STATED GOAL: Reproduce the listing below exactly, minus its pictures.
— Start MATERIAL SHOWN —
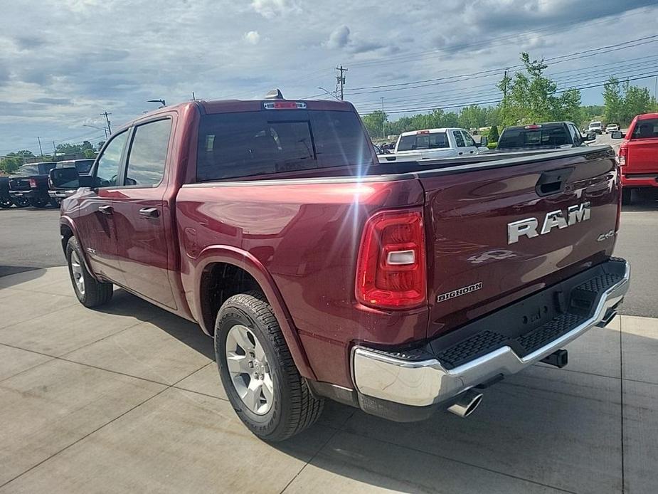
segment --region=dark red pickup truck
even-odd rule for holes
[[[630,202],[633,189],[658,187],[658,113],[636,116],[625,135],[617,131],[612,137],[624,138],[619,147],[623,201]]]
[[[615,314],[609,147],[380,164],[347,103],[193,101],[115,133],[65,199],[87,307],[121,286],[213,336],[268,441],[324,399],[398,421],[462,416],[481,389]]]

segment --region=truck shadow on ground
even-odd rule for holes
[[[631,202],[622,206],[622,211],[658,211],[658,190],[634,190],[631,195]]]
[[[116,295],[117,303],[105,309],[110,313],[122,312],[129,298],[137,298],[120,290]],[[152,306],[141,302],[133,303],[133,315],[213,359],[213,340],[198,326],[160,309],[154,316]],[[298,476],[305,475],[307,485],[326,487],[330,482],[339,492],[359,490],[362,484],[403,492],[543,492],[546,486],[619,492],[620,330],[593,331],[598,332],[593,340],[578,351],[570,350],[571,368],[538,364],[509,377],[484,390],[482,406],[467,419],[439,412],[423,422],[399,424],[328,401],[316,426],[285,443],[262,447],[309,462]],[[628,335],[625,345],[627,340],[630,347],[658,351],[657,340]],[[640,395],[650,394],[637,389]],[[648,406],[654,399],[637,399]],[[638,403],[625,406],[632,419],[627,433],[644,430],[655,437],[645,437],[643,443],[658,443],[658,427],[633,419],[640,413],[633,408]],[[242,426],[236,420],[235,426]],[[656,480],[649,470],[643,475]]]

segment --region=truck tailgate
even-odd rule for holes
— End MATERIAL SHOWN —
WRITTEN ANSWER:
segment --region=dark red pickup truck
even-odd rule for holes
[[[630,202],[633,189],[658,187],[658,113],[636,116],[625,135],[617,131],[612,137],[624,138],[619,147],[623,201]]]
[[[615,314],[609,147],[380,164],[347,103],[193,101],[115,133],[65,199],[87,307],[121,286],[213,336],[268,441],[324,399],[398,421],[462,416],[481,389]]]

segment --region=truck shadow on ground
even-odd rule for holes
[[[631,202],[622,206],[622,211],[658,211],[658,190],[634,190],[631,195]]]
[[[116,295],[117,303],[105,309],[110,313],[122,312],[129,298],[137,298],[120,290]],[[152,306],[141,302],[133,303],[133,315],[213,359],[213,340],[198,326],[160,309],[154,316]],[[298,476],[305,475],[307,485],[326,487],[330,482],[339,492],[359,490],[362,484],[403,492],[543,492],[546,486],[619,492],[620,330],[593,331],[598,332],[593,340],[578,351],[570,350],[571,368],[538,364],[509,377],[484,390],[482,406],[467,419],[439,412],[423,422],[399,424],[328,401],[316,426],[285,443],[262,447],[309,462]],[[628,335],[625,345],[627,340],[630,347],[658,351],[657,340]],[[640,395],[650,394],[637,389]],[[648,406],[654,399],[637,399]],[[638,403],[625,406],[632,419],[627,433],[644,430],[655,437],[645,437],[643,443],[658,443],[658,427],[633,419],[640,413],[633,408]],[[242,426],[236,420],[235,426]],[[656,480],[649,470],[643,475]]]

segment --region=truck tailgate
even-odd rule for holes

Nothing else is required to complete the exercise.